Dataset rows:
+ + + + + + +

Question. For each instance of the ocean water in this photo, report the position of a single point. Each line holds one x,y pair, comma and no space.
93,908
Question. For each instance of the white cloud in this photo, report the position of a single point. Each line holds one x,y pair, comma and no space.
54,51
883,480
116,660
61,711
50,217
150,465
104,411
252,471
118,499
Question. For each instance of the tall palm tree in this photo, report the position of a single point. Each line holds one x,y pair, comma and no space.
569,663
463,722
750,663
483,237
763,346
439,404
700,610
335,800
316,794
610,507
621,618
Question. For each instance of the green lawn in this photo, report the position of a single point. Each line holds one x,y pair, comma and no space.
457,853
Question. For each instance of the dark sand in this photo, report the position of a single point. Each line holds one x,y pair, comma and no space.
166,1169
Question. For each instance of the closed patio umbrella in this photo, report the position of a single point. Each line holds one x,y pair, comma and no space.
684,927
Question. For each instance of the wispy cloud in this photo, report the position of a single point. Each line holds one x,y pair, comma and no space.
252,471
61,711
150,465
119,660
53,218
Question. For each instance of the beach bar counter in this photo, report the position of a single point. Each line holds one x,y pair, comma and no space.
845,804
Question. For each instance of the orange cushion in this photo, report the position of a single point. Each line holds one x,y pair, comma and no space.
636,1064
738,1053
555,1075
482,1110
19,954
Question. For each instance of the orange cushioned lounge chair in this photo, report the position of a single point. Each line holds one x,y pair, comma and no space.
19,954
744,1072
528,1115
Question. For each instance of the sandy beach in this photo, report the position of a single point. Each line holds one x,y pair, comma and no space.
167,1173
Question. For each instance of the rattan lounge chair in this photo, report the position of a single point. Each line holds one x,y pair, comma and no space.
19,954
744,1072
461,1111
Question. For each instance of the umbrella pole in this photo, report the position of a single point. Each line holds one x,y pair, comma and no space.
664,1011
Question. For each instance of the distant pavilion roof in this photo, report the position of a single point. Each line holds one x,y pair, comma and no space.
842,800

+ + + + + + +

GIVEN INSTRUCTION ->
Transcribe all lines as written.

EXERCISE SOLUTION ->
Question. For each instance of the ocean water in this photo, report the position of a single point. Each line holds one x,y pair, comma and no space.
93,908
Question. For each instance of the white cloud in this photo, report the position of a single point. Each line holds one x,y pair, comma and no space.
54,51
883,480
116,660
61,711
50,217
150,465
104,411
252,471
118,499
Question. For each instance of the tall palm tree in this photo, report the position of a single point. Each line holds one x,y pair, comma and no space.
569,663
463,722
750,663
483,237
763,346
439,404
700,610
335,800
316,794
610,507
621,618
Question. For each instance of the green lawn in this photo, report the position of a single point. Each line holds one x,y pair, comma and no space.
457,853
Question. For each instance of the dark sand in this photo, report the position of a single point. Each line holds one x,y pair, comma and no space.
166,1169
Question. For each instance of the closed patio umbrella in this photo, report the position of a single point. Each line holds one x,y pair, comma and no space.
684,927
Question. For each instance of the wispy cloud in this photo, report the position of a single point. Each line holds one x,y pair, comma and no space.
252,471
61,711
150,465
119,660
53,218
Question. For each instance of the beach bar counter in this photo, report the position of a single point. Each line holds one x,y pair, comma and no space.
845,804
Question. For each instance of the orange cushion in this photo, report the position of a single point. Each line holds one x,y pair, comma and no space.
636,1064
738,1053
555,1075
482,1110
19,954
Question. For each instance of the orange cushioned lounge chair in this photo, report the position of a single point. Each line holds one x,y pair, comma and no space.
19,954
744,1072
528,1115
Question. For each instance of the sandy beach in this photo, report the position of a single point. Each line holds one x,y pair, comma and no space.
167,1173
Question. For each instance of the rattan lounge chair in this photo, report the position of a single point. Each line holds one x,y pair, comma and no space.
19,954
744,1072
461,1111
Question. For each instance of the umbrella pole in this photo, report the position of a single point. Each line holds one x,y pair, comma and no space.
664,1011
Question. For each instance of the distant pavilion roof in this photo, report the position of a single point. Each line holds one x,y pair, comma and no space.
842,800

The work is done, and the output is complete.